— Your task —
Copy out, from the entries below, each line that holds the string "Target".

*** Information given ***

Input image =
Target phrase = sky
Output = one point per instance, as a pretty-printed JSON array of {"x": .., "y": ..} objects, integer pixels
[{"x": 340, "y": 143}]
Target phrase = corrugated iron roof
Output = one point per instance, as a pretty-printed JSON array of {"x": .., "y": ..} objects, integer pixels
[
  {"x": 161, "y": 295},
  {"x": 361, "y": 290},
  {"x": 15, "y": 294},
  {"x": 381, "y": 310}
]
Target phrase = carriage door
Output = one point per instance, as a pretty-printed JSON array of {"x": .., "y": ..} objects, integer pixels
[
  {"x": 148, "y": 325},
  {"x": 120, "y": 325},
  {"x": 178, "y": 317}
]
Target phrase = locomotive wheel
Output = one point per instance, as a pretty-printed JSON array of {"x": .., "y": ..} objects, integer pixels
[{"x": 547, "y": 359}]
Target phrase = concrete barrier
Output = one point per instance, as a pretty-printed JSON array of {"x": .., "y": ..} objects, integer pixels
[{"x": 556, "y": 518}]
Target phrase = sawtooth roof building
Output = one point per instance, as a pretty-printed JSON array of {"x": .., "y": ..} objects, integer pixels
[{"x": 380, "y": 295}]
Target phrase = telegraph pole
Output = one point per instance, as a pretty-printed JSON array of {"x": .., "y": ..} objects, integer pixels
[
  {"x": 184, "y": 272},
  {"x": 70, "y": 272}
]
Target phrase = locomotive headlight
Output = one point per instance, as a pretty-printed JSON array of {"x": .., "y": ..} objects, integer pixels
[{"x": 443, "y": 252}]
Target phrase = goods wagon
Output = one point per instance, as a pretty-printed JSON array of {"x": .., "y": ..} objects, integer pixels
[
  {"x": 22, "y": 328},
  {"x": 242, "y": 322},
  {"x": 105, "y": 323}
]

*** End of Information given ***

— Response to the task —
Target phrase = sky
Target phrase = corrugated iron roof
Target phrase = carriage door
Target phrase = locomotive wheel
Target phrase = concrete barrier
Target phrase = sawtooth roof building
Target phrase = telegraph pole
Target phrase = locomotive headlight
Target phrase = goods wagon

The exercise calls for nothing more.